→ **Required work**: Copy the records below, replacing each "purple flower cluster" with "lilac flower cluster" and changing nothing else. Leave the pictures out.

** START Source records **

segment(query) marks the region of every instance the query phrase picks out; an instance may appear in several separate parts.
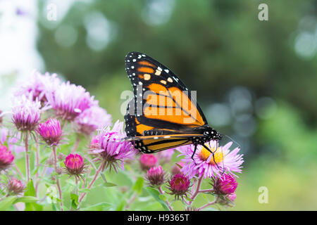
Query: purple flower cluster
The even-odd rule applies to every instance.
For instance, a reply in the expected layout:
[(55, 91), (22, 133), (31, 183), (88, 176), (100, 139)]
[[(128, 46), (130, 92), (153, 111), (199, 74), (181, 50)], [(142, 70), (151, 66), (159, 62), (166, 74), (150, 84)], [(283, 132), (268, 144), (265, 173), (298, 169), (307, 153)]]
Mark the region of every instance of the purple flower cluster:
[(61, 82), (56, 74), (34, 72), (17, 87), (15, 96), (12, 120), (19, 131), (35, 130), (41, 112), (50, 108), (61, 120), (73, 122), (76, 131), (85, 135), (111, 124), (111, 115), (94, 96), (81, 86)]
[(50, 146), (57, 146), (61, 141), (62, 130), (56, 119), (49, 119), (46, 122), (39, 124), (36, 131)]
[(126, 134), (123, 131), (123, 122), (118, 120), (112, 129), (107, 127), (93, 138), (93, 146), (96, 148), (92, 149), (91, 153), (97, 155), (97, 161), (101, 162), (103, 170), (113, 168), (117, 172), (119, 163), (123, 169), (124, 160), (132, 159), (136, 150), (130, 142), (123, 141), (125, 138)]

** END Source records **

→ **The response**:
segment(query) marks the region of every instance the query phrase picks out; an instance may appear in several separate parts.
Query: lilac flower cluster
The even-odd rule applies to every instance.
For instance, a reply in the expected layout:
[(55, 91), (22, 133), (31, 183), (88, 176), (100, 139)]
[[(128, 46), (130, 92), (153, 111), (199, 74), (181, 50)], [(142, 70), (151, 66), (159, 62), (166, 74), (150, 84)], [(283, 132), (268, 144), (265, 173), (298, 169), (307, 153)]]
Mark the region of every instance of the lilac flower cluster:
[(61, 82), (56, 74), (34, 72), (17, 87), (15, 96), (12, 120), (19, 131), (35, 130), (41, 112), (50, 108), (61, 120), (73, 122), (76, 131), (85, 135), (111, 124), (111, 115), (94, 96), (81, 86)]
[(50, 146), (57, 146), (61, 141), (62, 130), (56, 119), (49, 119), (46, 122), (39, 124), (36, 131)]
[(126, 134), (123, 131), (123, 122), (118, 120), (112, 129), (107, 127), (93, 138), (93, 146), (96, 148), (92, 149), (91, 153), (97, 155), (97, 161), (101, 162), (103, 170), (113, 168), (117, 172), (119, 163), (123, 169), (124, 160), (132, 159), (136, 150), (130, 142), (123, 141), (125, 138)]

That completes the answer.